*PAGE*
········

RFR: 8230565: ZGC: Redesign C2 load barrier to expand on the MachNode level

Per Liden per.liden at oracle.com
Tue Sep 10 09:34:14 UTC 2019


Hi Nils,

(Answering for Erik since he's on vacation)

On 9/10/19 11:23 AM, Nils Eliasson wrote:
> Hi,
> 
> The code for propagating the barrier data when cloning has been removed 
> (node.cpp). How is that supposed to be handled now?

Nothing special needs to be done. The barrier data is part of the 
MemNode and LoadStoreNode and those nodes have a size_of(), so it will 
be automatically propagated when doing node cloning.

> 
> And the same thing for mach nodes - mach nodes can also be cloned. Right 
> now it looks like that the barrier_data will be lost.

Same here.

cheers,
Per

> 
> // Nils
> 
> 
> On 2019-09-04 21:10, Nils Eliasson wrote:
>>
>> On 2019-09-04 19:58, Erik Osterlund wrote:
>>> Hi Nils,
>>>
>>>> On 4 Sep 2019, at 19:10, Nils Eliasson <nils.eliasson at oracle.com> 
>>>> wrote:
>>>>
>>>>
>>>>> On 2019-09-04 18:36, Per Liden wrote:
>>>>>> On 9/4/19 5:22 PM, Nils Eliasson wrote:
>>>>>> Hi Erik,
>>>>>>
>>>>>> In hotspot/cpu/x86/gc/z/z_x86_64.ad this pattern is quite common:
>>>>>>
>>>>>> // Load Pointer
>>>>>> instruct ZLoadP(rRegP dst, memory mem, rFlagsReg cr)
>>>>>> %{
>>>>>> predicate(UseZGC && n->as_Load()->barrier_data() == 
>>>>>> ZLoadBarrierStrong);
>>>>>> ...
>>>>>>
>>>>>>      ins_encode %{
>>>>>> __ movptr($dst$$Register, $mem$$Address);
>>>>>> if (barrier_data() != ZLoadBarrierElided) {
>>>>>> z_load_barrier(_masm, this, $mem$$Address, $dst$$Register, noreg 
>>>>>> /* tmp */, false /* weak */);
>>>>>> }
>>>>>>      %}
>>>>>>
>>>>>> If you predicate on "n->as_Load()->barrier_data() == 
>>>>>> ZLoadBarrierStrong" - how can "barrier_data() != 
>>>>>> ZLoadBarrierElided" ever be false? When barrier_data() == 
>>>>>> ZLoadBarrierElided it will have matched the non-Z rule.

········

*EXCERPTED RECORDS*
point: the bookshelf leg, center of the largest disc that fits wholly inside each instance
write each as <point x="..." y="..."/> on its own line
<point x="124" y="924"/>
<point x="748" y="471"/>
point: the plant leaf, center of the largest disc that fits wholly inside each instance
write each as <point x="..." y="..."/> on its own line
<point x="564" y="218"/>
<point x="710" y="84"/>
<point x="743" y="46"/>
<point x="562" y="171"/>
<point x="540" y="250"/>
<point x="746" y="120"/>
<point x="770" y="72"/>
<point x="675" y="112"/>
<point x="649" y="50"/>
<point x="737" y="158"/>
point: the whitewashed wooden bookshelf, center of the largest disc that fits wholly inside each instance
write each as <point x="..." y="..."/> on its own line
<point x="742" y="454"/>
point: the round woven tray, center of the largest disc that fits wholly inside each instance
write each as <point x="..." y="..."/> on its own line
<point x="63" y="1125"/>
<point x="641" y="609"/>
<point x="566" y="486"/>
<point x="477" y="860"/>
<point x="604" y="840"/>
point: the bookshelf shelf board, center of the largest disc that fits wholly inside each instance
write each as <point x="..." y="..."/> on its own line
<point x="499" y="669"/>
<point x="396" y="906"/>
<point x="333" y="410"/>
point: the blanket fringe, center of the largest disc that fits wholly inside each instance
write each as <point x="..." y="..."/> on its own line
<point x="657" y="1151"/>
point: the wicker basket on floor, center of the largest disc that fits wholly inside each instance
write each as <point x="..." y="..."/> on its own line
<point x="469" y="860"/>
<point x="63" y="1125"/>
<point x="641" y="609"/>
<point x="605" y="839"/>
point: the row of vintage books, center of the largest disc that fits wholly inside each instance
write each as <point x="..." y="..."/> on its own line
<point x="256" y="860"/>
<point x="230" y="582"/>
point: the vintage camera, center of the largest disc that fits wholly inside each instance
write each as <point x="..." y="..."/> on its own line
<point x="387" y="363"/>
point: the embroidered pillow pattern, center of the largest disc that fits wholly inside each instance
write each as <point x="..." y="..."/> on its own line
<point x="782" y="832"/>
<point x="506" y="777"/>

········

*EXERCISE BRIEF*
Transcribe, word for word, the part of the ZGC load barrier thread that starts at the words "Nothing special needs" and ends after "doing node cloning.".

*SOLUTION FOR THIS TASK*
Nothing special needs to be done. The barrier data is part of the 
MemNode and LoadStoreNode and those nodes have a size_of(), so it will 
be automatically propagated when doing node cloning.